> [PASSAGE TO READ]
——————————

The Secret to Seamless Deployments: How We Achieved Near-Zero Downtime
August 18, 2024
We at Mosaic HQ, love doing dirty engineering things on our own. And one of such thing is to deploy our backend application (which takes a good amount of preloading time) without any downtime. We’ve got used to most out-of-the-box solutions like Heroku, Fly, or Appliku, but we want to get this straight this time.
Our application running setup
We are running a Python-based application to support one of our services, which is containerized using Docker. I don’t want to dwell too much into what Docker is and how Docker works, but this tweet should help you to get some idea. https://x.com/nav_devl/status/1816182904759935193
And this docker container is exposing a port which is reverse proxied by Caddy server. Basically this is how our application infra looks in simpler terms. Please note this is highly abstracted visual representation of the system’s state.
The current Dockerfile
If you have read our blog on how to run your own OG image already, you might know that our code needs Playwright, and the Dockerfile also has an instruction to have those installed before starting up our application.
For the sake of simplicity, we have removed some parts of the Dockerfile instructions that we have in running Mosaic, but this is the simplest and most important line that is needed.
# Use an official Python runtime as the base image
FROM python:3.11.2
# Set the working directory
WORKDIR /code/
COPY ./requirements.txt /code/
# Install Python dependencies
RUN pip install --no-cache-dir -r requirements.txt
# Install Playwright
RUN pip install playwright
# Install Playwright system dependencies
RUN playwright install-deps
RUN playwright install
# Copy the rest of the application code
COPY . /code/
# Expose the port your app runs on (adjust if needed)
EXPOSE 8000
EXPOSE 8001
Running the Docker
Now, once the Dockerfile is ready, we have to build our Dockerfile.
docker build . -t app-backend
After building, you can find the built image by running docker images
.
To run our application using the image we built now, we need to run the following
docker run -d -p 8000:8000 app-backend gunicorn app.main:app -c gunicorn.conf.py
And now you have your docker instance up and running. Now you changed some code, what is the next step?
You need to build your code again. Same above command to build. But to start the application again with the updated code, you basically have to stop the docker container using docker stop
and then again run it with the command above. The time between you have stopped your container and the time it takes to be up and running would be ultimately the down time.
Even though the founders of Mosaic are usually work at the speed of light, still it leads to few seconds of downtime, which is something we dont want our users to have. And this is where we were aiming to have a very simpler approach to provide nearly zero downtime. A few milliseconds is fine for us. Like 500ms would be okay.

——————————

> [INFORMATION GIVEN]
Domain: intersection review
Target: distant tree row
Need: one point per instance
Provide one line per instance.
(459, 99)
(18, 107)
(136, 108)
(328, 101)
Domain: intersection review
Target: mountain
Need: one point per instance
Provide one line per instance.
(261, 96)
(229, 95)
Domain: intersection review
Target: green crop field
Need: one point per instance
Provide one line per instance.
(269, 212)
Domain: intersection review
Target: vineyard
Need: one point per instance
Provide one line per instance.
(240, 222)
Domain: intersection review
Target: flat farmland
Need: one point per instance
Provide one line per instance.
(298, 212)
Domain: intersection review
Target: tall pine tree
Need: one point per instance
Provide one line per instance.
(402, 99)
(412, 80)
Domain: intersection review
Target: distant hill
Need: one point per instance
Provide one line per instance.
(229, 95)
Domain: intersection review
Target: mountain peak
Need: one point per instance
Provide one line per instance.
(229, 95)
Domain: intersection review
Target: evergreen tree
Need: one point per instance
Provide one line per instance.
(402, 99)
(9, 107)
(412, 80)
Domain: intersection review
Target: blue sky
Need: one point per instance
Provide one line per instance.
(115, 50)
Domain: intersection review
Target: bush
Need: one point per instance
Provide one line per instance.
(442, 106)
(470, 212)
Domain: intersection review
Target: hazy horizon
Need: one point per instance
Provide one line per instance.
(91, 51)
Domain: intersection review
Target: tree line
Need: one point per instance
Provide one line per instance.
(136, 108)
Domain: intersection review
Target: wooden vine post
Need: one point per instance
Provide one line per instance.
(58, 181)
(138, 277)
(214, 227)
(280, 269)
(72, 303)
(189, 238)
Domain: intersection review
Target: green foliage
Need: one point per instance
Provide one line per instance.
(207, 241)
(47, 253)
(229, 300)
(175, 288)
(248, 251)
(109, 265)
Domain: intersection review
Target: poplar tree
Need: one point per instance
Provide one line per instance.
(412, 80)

——————————

> [PROBLEM SET]
A. In the deployment post, which server reverse proxies the port exposed by the Docker container?
B. Continue the deployment post from its last sentence.
The rows have nothing to do with the deployment post.

> [PER-TASK OUTPUTS]
A. Caddy server.

B.
The magic starts here
To achieve a near zero downtime approach, we have decided to do the following.
- Build the image again with the new code. Basically now you have updated your image with new code. But the container that is still running is holding the older image. Lets call it as
OldMosaicContainer
- Spin up another docker container but instead of exposing in port 8000, I wanted it to expose in port 8001. Lets call this as
NewMosaicContainer
- Now our Caddy Server is still reverse proxying all the requests to port 8000. So basically we need to modify our Caddyfile, so that our server will start proxying to 8001.
- Perfect. Reload the Caddyfile and you have your internet users getting new code features.
- Still we have few caveats that we should be aware of.
Handling the caveats
Even though the above implementation get us our deployment done smoothly, we should be aware of new code deployment going wrong. So, without ensuring that the new container is heathy and running, we should never modify and reload our Caddy server’s logic. Now how do we do that? docker run
command also have flags with which we can add health endpoints or health commands to run, so that if our new code has any issue, this will stop the new container and exit the process there by our users wont get affected, but still will be experiencing the old features.
And next, once we are sure, and updated the Caddyfile, we should stop the old containers. This is to ensure we get our resources back and can be used by the new container fully.
The below gist can help you get started and we can obviously help you with simpler zero downtime scripts that also can support docker-compose as well.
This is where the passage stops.